Last Updated on July 3, 2019 by Aaron von Frank
Cindy von Wheelbarrow passed today. For anyone else suffering the loss of a beloved wheelbarrow know that you’re not alone.
Tyrant Farms is named in honor of the benevolent dictator, Susan The Tyrant. However, there is another lady who has played an integral role in creating our little slice of edible paradise since the very beginning. Some might even say she hasn’t gotten the credit she deserves, given her tireless efforts in helping to create Tyrant Farms over the years.
Her name is Cindy. Cindy von Wheelbarrow.
Cindy joined our family when we first decided to break ground on our edible landscape several years ago. The steep kudzu and poison ivy-infested slope behind our home adjacent the forest was anything but an ideal location for a garden. However, Cindy didn’t see things that way. She saw opportunity. A glass half-full.
Through Cindy’s tireless dedication and hard work under the thumb of The Tyrant, an inhospitable terrain was transformed into 200 linear yards of terraced, rock-walled gardens. This design ensured that nutrients and water would no longer run off of our property into the stream, but would instead be retained on our property thus helping in the virtuous cycle of improved soil fertility.
Cindy hauled every piece of discarded rock we found at a nearby construction site from our old pickup truck into our backyard without ever uttering a single complaint.
“I’m tired.” “Can we take a break?” “I’m hungry.” These would have been the sentiments expressed by the average wheelbarrow under similar conditions. But not Cindy. She had a vision for the lush edible landscape that would one day be Tyrant Farms. Each rock she carried meant the first harvest was that much closer.
Sure, her original tire broke during this initial building phase and we had to get a replacement, but nothing a little lipstick couldn’t hide.
We’re sorry that we broke your arm, Cindy
Earlier this summer, we built a wood-fired cob oven. (Read how to make your own wood-fired cob oven or how to cook in a cob oven.) The oven’s base was built out of one ton of stone and another ton of sand and gravel.
Sure, we could have hauled all of these items from the driveway ourselves, but it would have taken a long time and probably left us crippled. Even though she was already missing a few bolts by this point in her life, Cindy raised her hand and volunteered to haul all of these materials on her back so that we wouldn’t have to. All we had to do was load her up and give her a gentle push. She’d take care of the rest.
Cindy performed admirably at this task, at least until Aaron—in a foolish attempt to speed up the cob oven construction process—loaded Cindy up with a bit more stone than she could handle.
Cindy never cried out in pain, but when her right arm snapped in half, we knew she was in trouble.
Nevertheless, Cindy kept going. With Aaron placing one hand on her good arm and the other on her rusty shoulder, she finished the cob oven project. It was probably the single-most heroic thing we’ve ever seen from a wheelbarrow.
We’re sorry that we melted you, Cindy
Now, for those of you who have ever cooked in a wood-fired oven, you know that it can produce quite a bit of heat. 1,000 degrees of heat to be exact.
Once our cob oven has heated for about 2-3 hours, we remove the coal and embers and begin cooking. This means an extremely heat-tolerant vessel needs to be on-hand to scrape the coals into. Realizing that he didn’t have a metal container for these near-molten embers during our first wood-fired pizza experiment, Aaron decided that Cindy was going to have to hold the coals whilst we cooked.

> _What you need to do_:
1. Please output the part of the Cindy von Wheelbarrow post starting with "Tyrant Farms is" and going on through "Cindy von Wheelbarrow.", word for word.
2. According to the Cindy von Wheelbarrow post, how many linear yards of terraced, rock-walled gardens were built?
3. Write the next part of the Cindy von Wheelbarrow post, picking up right after its final sentence.
The lines that follow the post come from a different source.

> _Data_:
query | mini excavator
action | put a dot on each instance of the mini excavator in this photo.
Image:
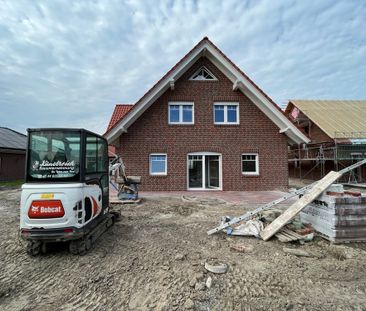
(65, 197)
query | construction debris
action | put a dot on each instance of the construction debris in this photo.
(286, 235)
(297, 252)
(241, 248)
(218, 268)
(338, 216)
(308, 195)
(250, 228)
(260, 209)
(305, 200)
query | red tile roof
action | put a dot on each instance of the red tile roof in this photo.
(114, 122)
(111, 151)
(119, 112)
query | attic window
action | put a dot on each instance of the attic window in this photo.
(203, 74)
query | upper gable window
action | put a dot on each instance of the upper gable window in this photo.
(181, 113)
(203, 74)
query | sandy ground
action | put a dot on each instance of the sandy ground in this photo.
(154, 260)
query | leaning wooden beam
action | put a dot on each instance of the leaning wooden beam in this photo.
(295, 208)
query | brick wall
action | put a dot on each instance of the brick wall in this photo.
(12, 166)
(317, 135)
(151, 133)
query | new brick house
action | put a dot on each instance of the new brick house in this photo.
(204, 126)
(337, 130)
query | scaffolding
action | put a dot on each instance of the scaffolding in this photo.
(345, 149)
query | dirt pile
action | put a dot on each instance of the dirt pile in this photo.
(154, 259)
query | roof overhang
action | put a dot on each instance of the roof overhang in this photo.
(239, 80)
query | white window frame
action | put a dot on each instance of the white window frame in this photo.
(226, 104)
(256, 173)
(166, 164)
(208, 71)
(181, 104)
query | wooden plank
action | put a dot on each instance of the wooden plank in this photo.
(295, 208)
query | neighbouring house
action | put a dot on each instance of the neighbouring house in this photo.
(337, 129)
(204, 125)
(12, 154)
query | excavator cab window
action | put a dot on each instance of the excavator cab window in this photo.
(54, 155)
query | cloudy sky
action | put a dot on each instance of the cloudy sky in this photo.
(66, 63)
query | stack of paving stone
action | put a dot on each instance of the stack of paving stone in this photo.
(338, 215)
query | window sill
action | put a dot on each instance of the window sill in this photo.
(250, 174)
(158, 175)
(230, 124)
(185, 124)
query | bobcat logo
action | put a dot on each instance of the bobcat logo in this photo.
(35, 165)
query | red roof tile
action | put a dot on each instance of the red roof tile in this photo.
(114, 122)
(111, 151)
(119, 112)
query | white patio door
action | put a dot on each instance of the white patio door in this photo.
(204, 171)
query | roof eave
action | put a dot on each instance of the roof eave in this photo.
(239, 80)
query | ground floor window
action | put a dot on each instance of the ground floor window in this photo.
(158, 164)
(249, 164)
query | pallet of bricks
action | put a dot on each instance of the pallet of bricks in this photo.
(338, 215)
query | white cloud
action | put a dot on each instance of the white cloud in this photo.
(67, 63)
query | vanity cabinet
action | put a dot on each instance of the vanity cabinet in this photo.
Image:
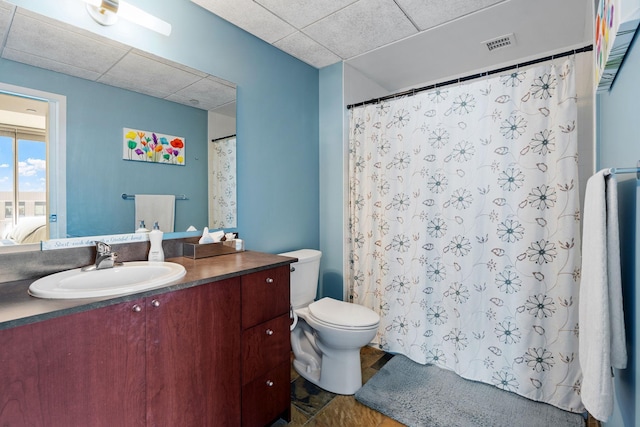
(164, 360)
(81, 369)
(266, 371)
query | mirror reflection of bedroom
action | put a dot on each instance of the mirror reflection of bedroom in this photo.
(23, 170)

> _The responses_:
1.
Tyrant Farms is named in honor of the benevolent dictator, Susan The Tyrant. However, there is another lady who has played an integral role in creating our little slice of edible paradise since the very beginning. Some might even say she hasn’t gotten the credit she deserves, given her tireless efforts in helping to create Tyrant Farms over the years.
Her name is Cindy. Cindy von Wheelbarrow.

2. 200 linear yards.

3.
Cindy didn’t so much as grimace as we loaded her halfway full of red-hot coals and pushed her away from the oven. Not long after the delicious fumes of pizza wafted into the air, we detected an odor that wasn’t quite so pleasant: melting plastic. You see, we’d never taken the time to notice that the fastenings between Cindy’s hips and her legs were made of plastic, and this element of her livery was quickly melting and oozing over her legs due to the extreme heat of the coals she was carrying.
We immediately extinguished the coals with water from a garden hose, but it was already too late. Our negligence had left Cindy permanently disfigured. Still not a word of protest from her… ever the optimist.
“How’s the pizza?” she asked, melted plastic dripping from her chin.
We’re sorry that we snapped you in half, Cindy
This past weekend, we happened to stop by Lowes Home Improvement Warehouse for some now-forgotten reason. Whether we’re getting a plumbing item or a new tool, The Tyrant ALWAYS demands we make a visit to Lowes’ discount plant section, despite considerable protest from her subjects.
It just so happened that Lowes had a 10′ 5 gallon cherry tree on sale for $10. After considerable effort, we managed to get the tree stuffed into our small car along with our other items. “Don’t open your mouth or you’ll get the leaves wet,” said the Tyrant as we drove home, the cherry leaves flapping in our faces.
As always, Cindy was excited to help out upon our arrival home. She raced out from the garage, squeaking and wobbling, ready to chip in. We dug a large hole into the last area of the yard that was still without an edible tree or shrub. After extracting enough red clay to build another cob oven, we realized we couldn’t just leave the giant heap in our yard. Cindy chimed in, “I’ll carry it. Load me up.”
Cindy huffed and puffed and creaked through the first load of soil, her remaining bolts straining as she dumped her earthen contents into the spare dirt pile. Another load. And another. Finally, on the fourth and final load the little bolts and plastic pieces that had held Cindy von Wheelbarrow together through years of hard labor, through seemingly infinite trials and tribulations, finally gave out. Cindy came apart. Permanently, completely and beyond repair. It was her last noble expression of love and devotion to us.
We think, deep down, she knew this would be the last cherry tree she’d ever help us plant. She always loved cherries. And the shade of that Cherry tree will be Cindy’s final resting place (except for her half-melted plastic parts that we plan to recycle and her wheel which will be repurposed on some unknown future project). It’s the way Cindy would have wanted it.
Gone but never forgotten. RIP Cindy von Wheelbarrow. Your contributions to Tyrant Farms will endure beyond us all. We wish we’d thanked you more while you were here.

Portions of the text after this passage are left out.